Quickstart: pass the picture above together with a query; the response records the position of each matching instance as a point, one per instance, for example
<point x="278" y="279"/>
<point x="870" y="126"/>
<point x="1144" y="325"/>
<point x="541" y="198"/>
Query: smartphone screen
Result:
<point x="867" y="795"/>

######

◆ **Task details**:
Reproduce all of the data above, requests included, and offset every point coordinate in the answers by -55.

◆ **Task answer**:
Quickstart: pass the picture above together with a query; the response records the position of each matching instance as a point, one per instance, for example
<point x="278" y="279"/>
<point x="870" y="126"/>
<point x="1144" y="325"/>
<point x="541" y="198"/>
Query: smartphone screen
Result:
<point x="812" y="740"/>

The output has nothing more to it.